### WORK INSTRUCTION:
Output only the lines below from the one containing "Point out the bare stick in this photo." to the one containing "Point out the green foliage in this photo.", exactly as written, both ends kept.
============
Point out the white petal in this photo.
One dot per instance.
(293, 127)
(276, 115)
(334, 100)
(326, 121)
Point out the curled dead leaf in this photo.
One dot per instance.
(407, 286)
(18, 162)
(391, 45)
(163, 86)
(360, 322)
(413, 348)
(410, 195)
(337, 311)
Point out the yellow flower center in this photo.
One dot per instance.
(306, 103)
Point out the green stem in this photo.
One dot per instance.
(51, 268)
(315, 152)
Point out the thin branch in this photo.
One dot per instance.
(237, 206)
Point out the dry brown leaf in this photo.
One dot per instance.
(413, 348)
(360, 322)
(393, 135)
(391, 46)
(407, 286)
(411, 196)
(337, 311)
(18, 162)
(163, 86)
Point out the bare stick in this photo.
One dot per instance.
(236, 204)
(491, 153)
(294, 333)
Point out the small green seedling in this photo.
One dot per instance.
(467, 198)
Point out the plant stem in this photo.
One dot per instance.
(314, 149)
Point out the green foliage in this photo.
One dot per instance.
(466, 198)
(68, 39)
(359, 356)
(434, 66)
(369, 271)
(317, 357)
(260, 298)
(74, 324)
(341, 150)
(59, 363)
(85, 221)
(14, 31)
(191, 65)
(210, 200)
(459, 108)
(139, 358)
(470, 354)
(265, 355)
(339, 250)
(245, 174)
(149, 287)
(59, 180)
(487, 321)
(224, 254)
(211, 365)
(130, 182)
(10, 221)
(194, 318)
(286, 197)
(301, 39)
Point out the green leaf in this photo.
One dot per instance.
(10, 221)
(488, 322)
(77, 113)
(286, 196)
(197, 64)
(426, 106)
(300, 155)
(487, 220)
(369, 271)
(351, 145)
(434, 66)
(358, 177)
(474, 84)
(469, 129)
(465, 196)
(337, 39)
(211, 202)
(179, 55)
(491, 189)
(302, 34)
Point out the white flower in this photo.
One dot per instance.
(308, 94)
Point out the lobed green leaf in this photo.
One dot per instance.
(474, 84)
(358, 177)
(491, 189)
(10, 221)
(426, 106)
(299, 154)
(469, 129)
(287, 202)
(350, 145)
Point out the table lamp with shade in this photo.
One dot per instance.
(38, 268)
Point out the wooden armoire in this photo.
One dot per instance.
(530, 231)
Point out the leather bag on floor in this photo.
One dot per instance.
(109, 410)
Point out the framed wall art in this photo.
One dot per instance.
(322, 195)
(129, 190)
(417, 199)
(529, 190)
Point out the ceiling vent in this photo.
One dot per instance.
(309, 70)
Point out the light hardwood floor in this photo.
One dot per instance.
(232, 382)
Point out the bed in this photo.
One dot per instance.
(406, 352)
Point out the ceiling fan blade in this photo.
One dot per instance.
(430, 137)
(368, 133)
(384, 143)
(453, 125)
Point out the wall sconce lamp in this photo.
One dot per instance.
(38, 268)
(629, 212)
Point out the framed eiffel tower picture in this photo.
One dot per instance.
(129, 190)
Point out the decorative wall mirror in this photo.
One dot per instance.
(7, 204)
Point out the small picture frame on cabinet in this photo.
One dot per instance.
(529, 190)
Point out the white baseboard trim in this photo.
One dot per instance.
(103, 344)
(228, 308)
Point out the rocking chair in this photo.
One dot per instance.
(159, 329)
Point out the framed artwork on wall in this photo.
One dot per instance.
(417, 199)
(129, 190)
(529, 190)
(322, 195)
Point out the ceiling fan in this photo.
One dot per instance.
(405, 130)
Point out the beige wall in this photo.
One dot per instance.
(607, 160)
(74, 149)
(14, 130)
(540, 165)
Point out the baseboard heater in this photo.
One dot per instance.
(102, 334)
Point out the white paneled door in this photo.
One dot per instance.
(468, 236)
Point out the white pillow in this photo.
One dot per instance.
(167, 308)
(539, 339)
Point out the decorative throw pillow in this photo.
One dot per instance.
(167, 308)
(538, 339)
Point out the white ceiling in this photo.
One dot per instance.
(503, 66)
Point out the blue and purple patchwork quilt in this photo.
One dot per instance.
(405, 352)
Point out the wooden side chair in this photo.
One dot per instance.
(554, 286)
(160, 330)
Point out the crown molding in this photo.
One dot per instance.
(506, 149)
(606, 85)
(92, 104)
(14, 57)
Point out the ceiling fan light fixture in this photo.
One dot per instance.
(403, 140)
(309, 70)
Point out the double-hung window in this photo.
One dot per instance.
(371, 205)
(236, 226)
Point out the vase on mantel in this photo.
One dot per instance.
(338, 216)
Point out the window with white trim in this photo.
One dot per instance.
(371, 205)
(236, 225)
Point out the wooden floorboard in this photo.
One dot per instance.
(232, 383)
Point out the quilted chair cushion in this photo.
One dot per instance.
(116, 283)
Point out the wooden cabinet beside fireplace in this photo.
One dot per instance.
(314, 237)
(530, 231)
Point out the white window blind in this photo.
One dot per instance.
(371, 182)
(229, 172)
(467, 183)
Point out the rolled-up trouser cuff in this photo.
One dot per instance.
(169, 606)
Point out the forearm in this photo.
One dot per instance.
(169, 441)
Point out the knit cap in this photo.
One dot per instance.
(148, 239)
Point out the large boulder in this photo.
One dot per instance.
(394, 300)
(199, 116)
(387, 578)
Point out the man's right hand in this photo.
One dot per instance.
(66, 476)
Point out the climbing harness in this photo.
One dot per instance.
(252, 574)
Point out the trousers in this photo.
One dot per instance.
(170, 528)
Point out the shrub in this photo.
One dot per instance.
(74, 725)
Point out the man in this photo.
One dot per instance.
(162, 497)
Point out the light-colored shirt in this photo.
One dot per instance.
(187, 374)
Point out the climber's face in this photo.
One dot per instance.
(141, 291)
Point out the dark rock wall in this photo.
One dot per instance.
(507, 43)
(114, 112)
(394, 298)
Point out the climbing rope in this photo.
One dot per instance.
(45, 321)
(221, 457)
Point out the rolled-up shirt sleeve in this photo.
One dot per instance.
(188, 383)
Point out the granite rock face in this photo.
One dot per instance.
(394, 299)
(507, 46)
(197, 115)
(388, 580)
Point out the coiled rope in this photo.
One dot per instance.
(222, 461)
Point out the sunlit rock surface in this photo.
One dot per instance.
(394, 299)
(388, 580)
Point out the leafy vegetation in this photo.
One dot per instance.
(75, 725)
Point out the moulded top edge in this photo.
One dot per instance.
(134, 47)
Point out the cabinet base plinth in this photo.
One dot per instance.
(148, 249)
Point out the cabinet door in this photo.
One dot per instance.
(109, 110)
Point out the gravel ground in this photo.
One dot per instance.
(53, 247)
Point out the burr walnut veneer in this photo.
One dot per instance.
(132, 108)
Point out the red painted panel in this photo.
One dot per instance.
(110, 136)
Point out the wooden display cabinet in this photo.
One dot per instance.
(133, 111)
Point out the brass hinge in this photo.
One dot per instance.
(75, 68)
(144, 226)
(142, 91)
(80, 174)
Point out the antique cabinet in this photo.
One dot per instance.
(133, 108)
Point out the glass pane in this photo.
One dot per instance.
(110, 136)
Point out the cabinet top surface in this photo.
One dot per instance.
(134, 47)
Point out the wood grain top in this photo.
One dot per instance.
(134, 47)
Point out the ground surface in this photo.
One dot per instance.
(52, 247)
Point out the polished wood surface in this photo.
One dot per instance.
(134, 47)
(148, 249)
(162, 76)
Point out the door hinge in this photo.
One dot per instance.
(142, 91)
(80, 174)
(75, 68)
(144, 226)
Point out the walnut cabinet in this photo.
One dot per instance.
============
### RESPONSE:
Point out the bare stick in this photo.
One dot per instance.
(236, 204)
(491, 153)
(294, 333)
Point out the small green seedling in this photo.
One dot per instance.
(467, 198)
Point out the plant stem in this photo.
One dot per instance.
(314, 149)
Point out the green foliage in this photo.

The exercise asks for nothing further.